Passage >>
┌──

Davide Corti et al. PLoS One.

Abstract

Background: The isolation of human monoclonal antibodies (mAbs) that neutralize a broad spectrum of primary HIV-1 isolates and the characterization of the human neutralizing antibody B cell response to HIV-1 infection are important goals that are central to the design of an effective antibody-based vaccine.

Methods and findings: We immortalized IgG(+) memory B cells from individuals infected with diverse clades of HIV-1 and selected on the basis of plasma neutralization profiles that were cross-clade and relatively potent. Culture supernatants were screened using various recombinant forms of the envelope glycoproteins (Env) in multiple parallel assays. We isolated 58 mAbs that were mapped to different Env surfaces, most of which showed neutralizing activity. One mAb in particular (HJ16) specific for a novel epitope proximal to the CD4 binding site on gp120 selectively neutralized a multi-clade panel of Tier-2 HIV-1 pseudoviruses, and demonstrated reactivity that was comparable in breadth, but distinct in neutralization specificity, to that of the other CD4 binding site-specific neutralizing mAb b12. A second mAb (HGN194) bound a conserved epitope in the V3 crown and neutralized all Tier-1 and a proportion of Tier-2 pseudoviruses tested, irrespective of clade. A third mAb (HK20) with broad neutralizing activity, particularly as a Fab fragment, recognized a highly conserved epitope in the HR-1 region of gp41, but showed striking assay-dependent selectivity in its activity.

Conclusions: This study reveals that by using appropriate screening methods, a large proportion of memory B cells can be isolated that produce mAbs with HIV-1 neutralizing activity. Three of these mAbs show unusual breadth of neutralization and therefore add to the current panel of HIV-1 neutralizing antibodies with potential for passive protection and template-based vaccine design.

Conflict of interest statement

Competing Interests: The authors have declared that no competing interests exist.

Figures

Figure 1
Figure 1. Neutralization of 20 HIV-1 isolates in HOS.CD4-R5 cells by a panel of human mAbs.

└──

Excerpts from a dataset
┌──

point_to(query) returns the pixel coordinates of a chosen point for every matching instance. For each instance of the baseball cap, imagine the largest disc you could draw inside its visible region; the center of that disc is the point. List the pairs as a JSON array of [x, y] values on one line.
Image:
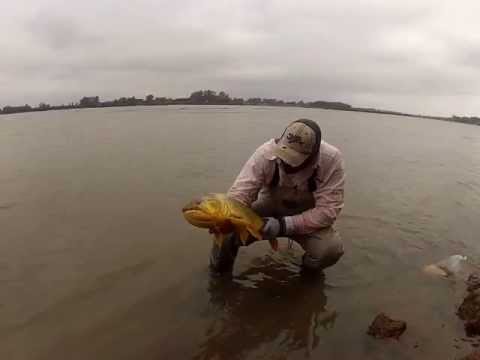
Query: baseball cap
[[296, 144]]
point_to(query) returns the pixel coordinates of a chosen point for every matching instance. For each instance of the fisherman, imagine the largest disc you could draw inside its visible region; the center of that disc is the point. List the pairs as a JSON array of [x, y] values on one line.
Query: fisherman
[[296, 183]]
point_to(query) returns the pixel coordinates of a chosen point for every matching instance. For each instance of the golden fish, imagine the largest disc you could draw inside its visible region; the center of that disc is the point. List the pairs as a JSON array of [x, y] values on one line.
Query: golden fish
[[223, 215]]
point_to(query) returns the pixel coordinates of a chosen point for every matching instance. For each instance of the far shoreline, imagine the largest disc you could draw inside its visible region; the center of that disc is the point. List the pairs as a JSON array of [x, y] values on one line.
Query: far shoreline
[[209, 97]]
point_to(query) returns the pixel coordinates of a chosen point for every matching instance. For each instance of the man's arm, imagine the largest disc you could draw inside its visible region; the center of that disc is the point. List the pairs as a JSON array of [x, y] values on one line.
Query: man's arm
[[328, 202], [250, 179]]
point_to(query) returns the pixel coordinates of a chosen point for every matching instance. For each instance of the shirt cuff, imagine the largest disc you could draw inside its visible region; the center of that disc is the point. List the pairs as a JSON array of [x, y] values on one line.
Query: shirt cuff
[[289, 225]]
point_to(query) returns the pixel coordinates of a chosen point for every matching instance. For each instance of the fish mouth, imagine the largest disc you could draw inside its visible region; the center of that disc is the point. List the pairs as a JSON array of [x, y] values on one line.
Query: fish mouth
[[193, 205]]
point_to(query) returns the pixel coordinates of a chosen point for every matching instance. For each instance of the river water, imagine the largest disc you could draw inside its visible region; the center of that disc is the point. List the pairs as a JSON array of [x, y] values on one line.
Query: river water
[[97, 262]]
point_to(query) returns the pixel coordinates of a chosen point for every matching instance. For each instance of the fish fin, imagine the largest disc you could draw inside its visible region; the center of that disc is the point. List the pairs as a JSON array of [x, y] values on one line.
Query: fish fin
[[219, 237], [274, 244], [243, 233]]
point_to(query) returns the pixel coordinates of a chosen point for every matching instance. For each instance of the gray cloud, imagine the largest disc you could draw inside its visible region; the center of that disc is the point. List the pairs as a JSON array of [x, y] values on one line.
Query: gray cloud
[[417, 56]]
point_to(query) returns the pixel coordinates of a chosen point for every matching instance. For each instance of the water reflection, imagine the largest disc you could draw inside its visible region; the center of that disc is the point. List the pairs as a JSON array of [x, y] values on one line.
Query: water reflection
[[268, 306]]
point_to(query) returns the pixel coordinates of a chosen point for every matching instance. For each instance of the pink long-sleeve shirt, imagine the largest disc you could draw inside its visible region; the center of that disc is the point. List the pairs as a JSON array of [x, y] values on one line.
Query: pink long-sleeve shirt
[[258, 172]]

└──
┌──

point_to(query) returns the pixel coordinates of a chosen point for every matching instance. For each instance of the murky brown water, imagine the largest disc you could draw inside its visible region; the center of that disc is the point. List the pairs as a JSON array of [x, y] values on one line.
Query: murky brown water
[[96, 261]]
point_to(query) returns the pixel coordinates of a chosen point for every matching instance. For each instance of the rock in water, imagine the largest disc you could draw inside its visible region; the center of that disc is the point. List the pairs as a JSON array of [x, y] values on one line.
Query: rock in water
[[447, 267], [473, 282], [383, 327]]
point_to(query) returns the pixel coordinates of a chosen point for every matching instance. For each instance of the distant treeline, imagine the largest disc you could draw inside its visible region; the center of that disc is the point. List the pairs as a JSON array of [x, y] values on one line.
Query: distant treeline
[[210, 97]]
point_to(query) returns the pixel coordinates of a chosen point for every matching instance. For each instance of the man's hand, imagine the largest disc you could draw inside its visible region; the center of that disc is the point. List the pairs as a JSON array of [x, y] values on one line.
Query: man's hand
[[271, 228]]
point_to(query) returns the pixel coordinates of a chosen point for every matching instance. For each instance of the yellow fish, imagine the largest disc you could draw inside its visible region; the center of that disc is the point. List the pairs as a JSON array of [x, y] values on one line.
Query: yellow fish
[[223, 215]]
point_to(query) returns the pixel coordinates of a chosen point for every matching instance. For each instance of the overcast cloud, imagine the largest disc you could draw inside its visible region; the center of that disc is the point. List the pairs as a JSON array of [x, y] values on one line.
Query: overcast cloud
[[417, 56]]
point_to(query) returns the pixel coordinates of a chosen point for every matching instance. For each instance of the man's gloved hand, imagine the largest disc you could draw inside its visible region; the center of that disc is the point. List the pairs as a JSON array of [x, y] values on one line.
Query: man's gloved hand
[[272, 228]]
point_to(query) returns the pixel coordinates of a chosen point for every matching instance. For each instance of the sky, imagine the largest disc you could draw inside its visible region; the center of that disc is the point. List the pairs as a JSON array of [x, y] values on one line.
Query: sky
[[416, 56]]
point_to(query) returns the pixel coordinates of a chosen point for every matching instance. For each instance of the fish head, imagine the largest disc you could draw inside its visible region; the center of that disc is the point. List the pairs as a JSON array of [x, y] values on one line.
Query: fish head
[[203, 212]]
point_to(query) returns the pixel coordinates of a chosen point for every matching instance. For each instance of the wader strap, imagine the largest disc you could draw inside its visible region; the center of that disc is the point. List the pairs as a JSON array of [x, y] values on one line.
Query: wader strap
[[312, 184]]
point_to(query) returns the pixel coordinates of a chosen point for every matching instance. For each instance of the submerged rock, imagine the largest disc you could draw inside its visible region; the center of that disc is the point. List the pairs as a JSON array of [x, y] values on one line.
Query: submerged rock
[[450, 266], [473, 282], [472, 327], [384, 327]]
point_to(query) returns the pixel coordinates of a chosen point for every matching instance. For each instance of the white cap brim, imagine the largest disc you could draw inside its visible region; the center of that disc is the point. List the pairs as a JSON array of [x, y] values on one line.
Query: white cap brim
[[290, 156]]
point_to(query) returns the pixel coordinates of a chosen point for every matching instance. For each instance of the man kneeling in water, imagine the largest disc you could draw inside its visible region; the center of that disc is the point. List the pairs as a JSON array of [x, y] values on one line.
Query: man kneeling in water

└──

Directions >>
• 1. Can you edit the abstract on HIV-1 antibodies so that everything from "Conclusions: This study" down to "of human mAbs." reads "monoclonal antibodies" in place of "mAbs"?
• 2. Answer these questions from the abstract on HIV-1 antibodies:
(a) How many mAbs did the study isolate?
(b) In which region of gp41 is the epitope recognized by HK20?
(c) In what cells were the 20 HIV-1 isolates of Figure 1 neutralized?

Exercise results >>
• 1.
Conclusions: This study reveals that by using appropriate screening methods, a large proportion of memory B cells can be isolated that produce monoclonal antibodies with HIV-1 neutralizing activity. Three of these monoclonal antibodies show unusual breadth of neutralization and therefore add to the current panel of HIV-1 neutralizing antibodies with potential for passive protection and template-based vaccine design.

Conflict of interest statement

Competing Interests: The authors have declared that no competing interests exist.

Figures

Figure 1
Figure 1. Neutralization of 20 HIV-1 isolates in HOS.CD4-R5 cells by a panel of human monoclonal antibodies.

• 2.
(a) 58
(b) The HR-1 region
(c) HOS.CD4-R5 cells